# Start of Rows

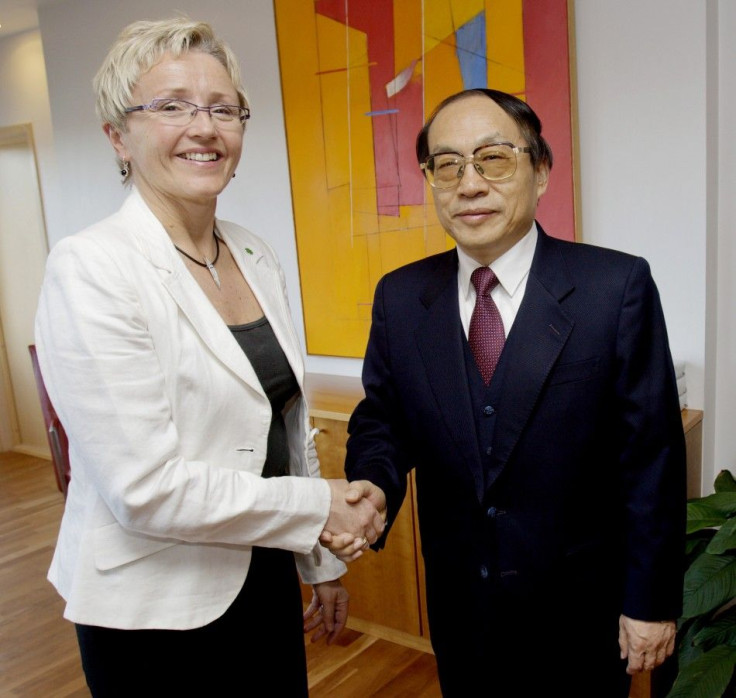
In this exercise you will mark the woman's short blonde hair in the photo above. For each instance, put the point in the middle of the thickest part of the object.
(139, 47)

# End of Rows
# Start of Rows

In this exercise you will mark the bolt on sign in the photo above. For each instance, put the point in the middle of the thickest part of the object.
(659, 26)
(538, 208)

# End of Rows
# Start of Rows

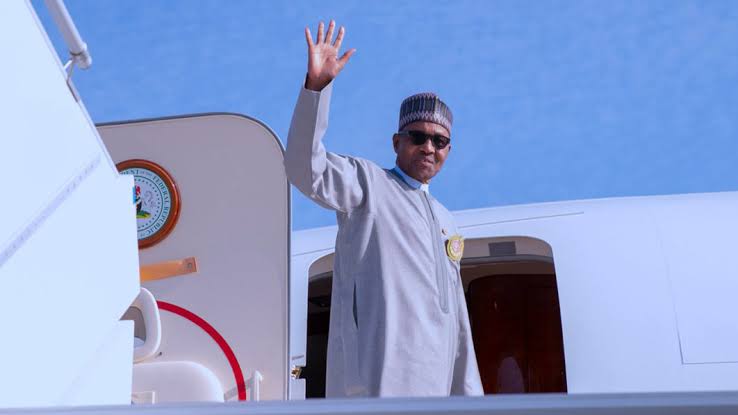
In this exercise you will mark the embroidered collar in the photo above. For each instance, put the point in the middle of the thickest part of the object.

# End of Rows

Your objective: How many lines of the records above contain the string "exercise", matching case exactly? Reply with the number only.

Written answer: 3